CONSEGNE DEGLI ESERCIZI
a. Rispondi alle seguenti domande sul testo sulla gioielleria di lusso.
(i) Secondo l'Altagamma Consensus, quale crescita è stimata per la gioielleria rispetto al 2019?
(ii) Entro quale anno l'ampliamento della manifattura Bulgari consentirà di raddoppiare la produzione?
(iii) Quale gruppo del distretto ha rilevato Lvmh a dicembre?
b. Prosegui il testo sulla gioielleria di lusso a partire dalla sua ultima frase.

TESTO FORNITO
┄┄┄┄┄┄┄┄┄┄
Il lusso non conosce crisi: boom per i marchi di gioielli di fascia alta

Un brillante rifugio: gli ultimi anni, segnati da pandemia, crescita dell’inflazione e tensioni geopolitiche, sono stati un periodo di grande crescita per la gioielleria, soprattutto quella di fascia più alta. A confermarlo sono stati anche i dati del più recente Altagamma Consensus, che stima per la gioielleria una crescita del 23-25% rispetto al 2021, ma soprattutto del 36-38% sul 2019 pre-Covid, percentuali trainate, appunto, dalle creazioni più preziose. Che provengono in gran parte dal distretto piemontese di Valenza: è lì che si producono i gioielli per le maison del lusso, e alcune hanno sul territorio le loro manifatture.

Alcune sono in fase di ampliamento, altre ne sorgeranno a breve, proprio per soddisfare una richiesta in costante ascesa: Bulgari, per esempio, a novembre ha avviato i lavori per l’ampliamento della manifattura inaugurata appena cinque anni fa, che consentirà di raddoppiare la produzione entro il 2028. E nel bilancio 2022 di Lvmh, il gruppo al quale appartiene, si legge che a trainare le sue vendite è stata proprio la collezione di High Jewelry. Sempre Lvmh a dicembre ha rilevato il gruppo Pedemonte, altra eccellenza del distretto specializzata in gioielli di alta gamma.
┄┄┄┄┄┄┄┄┄┄
(Dati raccolti)
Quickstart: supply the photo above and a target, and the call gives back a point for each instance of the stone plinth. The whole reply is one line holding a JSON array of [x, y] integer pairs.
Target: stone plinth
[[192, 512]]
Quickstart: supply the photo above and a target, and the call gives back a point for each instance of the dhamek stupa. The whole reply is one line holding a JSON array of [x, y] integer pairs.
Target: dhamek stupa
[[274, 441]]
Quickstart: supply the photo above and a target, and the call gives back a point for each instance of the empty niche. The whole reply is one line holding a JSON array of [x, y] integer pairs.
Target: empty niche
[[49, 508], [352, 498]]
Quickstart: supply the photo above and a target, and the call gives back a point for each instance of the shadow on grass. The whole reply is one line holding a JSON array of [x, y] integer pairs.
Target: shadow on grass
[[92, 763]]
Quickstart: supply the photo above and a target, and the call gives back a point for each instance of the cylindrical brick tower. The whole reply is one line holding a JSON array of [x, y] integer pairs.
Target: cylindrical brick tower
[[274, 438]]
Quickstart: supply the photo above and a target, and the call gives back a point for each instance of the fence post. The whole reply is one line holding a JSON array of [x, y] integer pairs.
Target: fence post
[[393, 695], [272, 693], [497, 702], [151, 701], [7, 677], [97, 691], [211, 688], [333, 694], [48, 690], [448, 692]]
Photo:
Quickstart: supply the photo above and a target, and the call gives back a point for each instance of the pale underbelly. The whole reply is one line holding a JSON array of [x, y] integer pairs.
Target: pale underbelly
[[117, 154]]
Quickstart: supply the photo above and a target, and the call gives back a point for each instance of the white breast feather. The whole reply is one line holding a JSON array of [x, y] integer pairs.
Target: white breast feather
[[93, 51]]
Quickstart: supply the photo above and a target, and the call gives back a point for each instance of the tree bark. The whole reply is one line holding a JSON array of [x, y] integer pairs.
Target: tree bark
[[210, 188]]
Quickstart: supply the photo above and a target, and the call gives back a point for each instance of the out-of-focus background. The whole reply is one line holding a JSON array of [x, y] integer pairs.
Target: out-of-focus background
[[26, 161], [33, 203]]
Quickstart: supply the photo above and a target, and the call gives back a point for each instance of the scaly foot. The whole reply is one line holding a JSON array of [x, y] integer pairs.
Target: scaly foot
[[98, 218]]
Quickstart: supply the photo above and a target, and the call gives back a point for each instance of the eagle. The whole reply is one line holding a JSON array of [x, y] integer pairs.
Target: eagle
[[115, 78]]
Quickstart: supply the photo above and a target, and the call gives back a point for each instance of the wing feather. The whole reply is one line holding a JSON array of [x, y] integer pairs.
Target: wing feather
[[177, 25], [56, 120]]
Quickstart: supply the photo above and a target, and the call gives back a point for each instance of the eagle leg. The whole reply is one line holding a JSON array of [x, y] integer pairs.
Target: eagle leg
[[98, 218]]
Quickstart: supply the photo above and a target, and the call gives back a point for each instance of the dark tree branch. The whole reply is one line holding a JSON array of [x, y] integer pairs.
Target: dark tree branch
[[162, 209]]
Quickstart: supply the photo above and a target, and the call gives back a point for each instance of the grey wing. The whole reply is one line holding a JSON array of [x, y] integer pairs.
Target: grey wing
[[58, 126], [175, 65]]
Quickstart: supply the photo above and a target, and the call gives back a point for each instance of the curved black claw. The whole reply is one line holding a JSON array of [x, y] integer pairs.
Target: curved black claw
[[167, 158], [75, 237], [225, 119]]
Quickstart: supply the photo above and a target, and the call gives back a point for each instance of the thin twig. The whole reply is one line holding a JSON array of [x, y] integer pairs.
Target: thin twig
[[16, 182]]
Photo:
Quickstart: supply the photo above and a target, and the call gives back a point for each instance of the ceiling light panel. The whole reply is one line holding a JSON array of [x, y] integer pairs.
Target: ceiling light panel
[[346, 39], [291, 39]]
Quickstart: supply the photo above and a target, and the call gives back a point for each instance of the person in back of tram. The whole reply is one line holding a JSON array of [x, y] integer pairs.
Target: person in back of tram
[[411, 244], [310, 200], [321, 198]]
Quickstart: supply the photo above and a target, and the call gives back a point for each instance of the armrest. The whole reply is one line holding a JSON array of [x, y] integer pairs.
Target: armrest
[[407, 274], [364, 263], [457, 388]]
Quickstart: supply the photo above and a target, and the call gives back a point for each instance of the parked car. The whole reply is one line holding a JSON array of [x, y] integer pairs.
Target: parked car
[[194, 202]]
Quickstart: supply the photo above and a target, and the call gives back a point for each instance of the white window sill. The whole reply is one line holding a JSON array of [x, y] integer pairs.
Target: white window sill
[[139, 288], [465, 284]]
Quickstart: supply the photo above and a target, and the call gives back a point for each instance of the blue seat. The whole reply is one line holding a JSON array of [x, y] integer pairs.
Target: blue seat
┄┄┄┄┄┄┄┄┄┄
SOLUZIONI DEGLI ESERCIZI
a.
(i) Una crescita del 36-38%.
(ii) Entro il 2028.
(iii) Il gruppo Pedemonte.

b.
Un altro protagonista del territorio, Damiani, ha chiuso il 2022 con ricavi pari a 238 milioni di euro, +69% rispetto all’esercizio precedente, ha annunciato che entro l’estate inizieranno i lavori per trasformare i 12mila metri quadri dell’ex Palafiere di Valenza, acquistato nel 2019, nella sua nuova manifattura, che a regime ospiterà 500 maestri orafi.

L’alta gioielleria è un segmento sempre più popolato, come dimostra il lancio, lo scorso anno, della collezione di Marco Bicego, solo la più recente di una serie che negli ultimi quattro anni ha visto esordire nel settore Pomellato e Gucci, mentre marchi come Armani e Prada sono presenti (per ora) “solo” nella fine jewelry.